#### [DA FARE]
[1] Rispondi a queste domande sul racconto della gita al Mont Avic:
(a) A che ora e in quale paese si danno appuntamento i due escursionisti?
(b) Da quale località partono a piedi?
(c) Come si chiama lo sperone che li osserva dall'altro lato del vallone?
[2] Scrivi il seguito del racconto della gita al Mont Avic, partendo da dove si interrompe.

#### [ESTRATTO]
>>>>>

AVVENTURE IN QUOTA



Scusi..è il Mont Avic? No, l’Iverta


Data di pubblicazione: 6 ottobre 2014
Scritto da: Luca Bausone
LE NEBBIE SULL'AVIC E FORSE ANCHE DENTRO DI ME

Il meteo questa volta è dalla nostra, consulto con avidità qualche sito escursionistico per cercare qualche bella gita che ci soddisfi. Siamo allenati e motivati per cui la cerco impegnativa e dopo una decina di minuti capito sulla relazione del Mont Avic, nell’omonimo parco. Mi brillano gli occhi di soddisfazione, fa proprio per noi; zona selvaggia, avvicinamento lungo e roccette finali in cresta per la nostra voluttuosa voglia di adrenalina, perdo persino la bava per l’eccitazione. Mi affretto a inviare mail a Federico che in un batter d’occhio dà un’occhiata alla gita e aderisce entusiasta all’iniziativa: appuntamento alle sette a Verres, veloce risalita mono macchina all’amena località di La Ville e partenza nella frescura mattutina. Siamo concentrati e motivati, - nessuno ci potrà fermare- pensiamo - l’Avic è nostro! Lanciamo un’occhiata sulla nostra preda, una montagna strana e affascinante, uno spuntone rossastro che nella parte destra, dopo un breve tratto ripido, digrada in un ampio e scosceso vallone mentre nella parte sinistra crolla verticalmente per qualche centinaio di metri, conformazione strana per non dire unica almeno nella Vallée. Procediamo baldanzosi sull’ottimo sentiero e, dopo un lungo tratto boschivo, giungiamo ad una zona più brulla dove il sentiero risale costantemente su pendenze sostenute. Ora fa un caldo porco, siamo sudati marci ma niente può scalfire la nostra determinazione, neppur il Bec Espic, arcigno sperone che ci osserva con scetticismo dall’altro lato del vallone. “Ora tocca al povero Avic, poi sarà il tuo turno…” penso lanciandogli un’occhiata di sfida ma velocemente i miei pensieri tornano sull’ obiettivo della giornata.

<<<<<

#### [DATI MOSTRATI]
>>>>>

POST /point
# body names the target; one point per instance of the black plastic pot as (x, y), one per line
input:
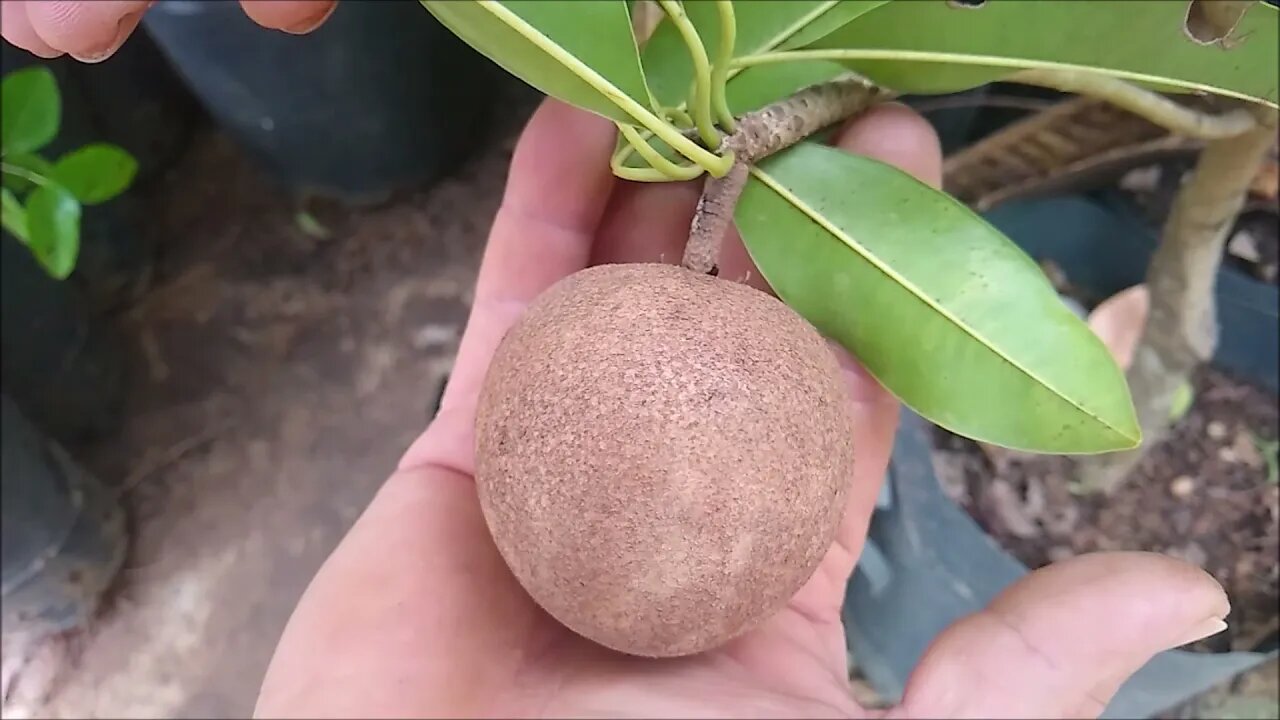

<<<<<

#### [SOLUZIONI]
[1]
(a) Alle sette, a Verres.
(b) Da La Ville.
(c) Bec Espic.

[2]
Con un passo marziale, dopo aver percorso il sentiero della miniera di ferro del Lac Gelée, arriviamo al Lago e facciamo una breve sosta al Bivacco del Corpo Forestale. La giornata è bella ma qualche umida nebbia sta transitando per il parco; non ci scomponiamo, niente può farci desistere dalla nostra impresa e dopo il salutare break proseguiamo verso il colle di Raye Chevrere con passo sostenuto. Nella pietraia dopo il colle veniamo raggiunti da una fitta nebbia – “niente paura sono solo nebbie passeggere” - dico a Federico che mi lancia uno sguardo tra lo speranzoso e lo scettico. “Tra poco dovrebbe esserci un ometto per svoltare verso la vetta” – aggiungo.




Mai previsione fu così sbagliata. Iniziamo a salire e la nebbia si infittisce, come due fantasmi percorriamo il tratto di sentiero verso il colle ansiosi di incontrare l’agognato segnavia, non ci vediamo e non vediamo neppure le punte dei nostri scarponi, l’atmosfera ovattata ci fa ricadere in un rassegnato torpore quando improvvisamente cozziamo contro un solido e slanciato omettone.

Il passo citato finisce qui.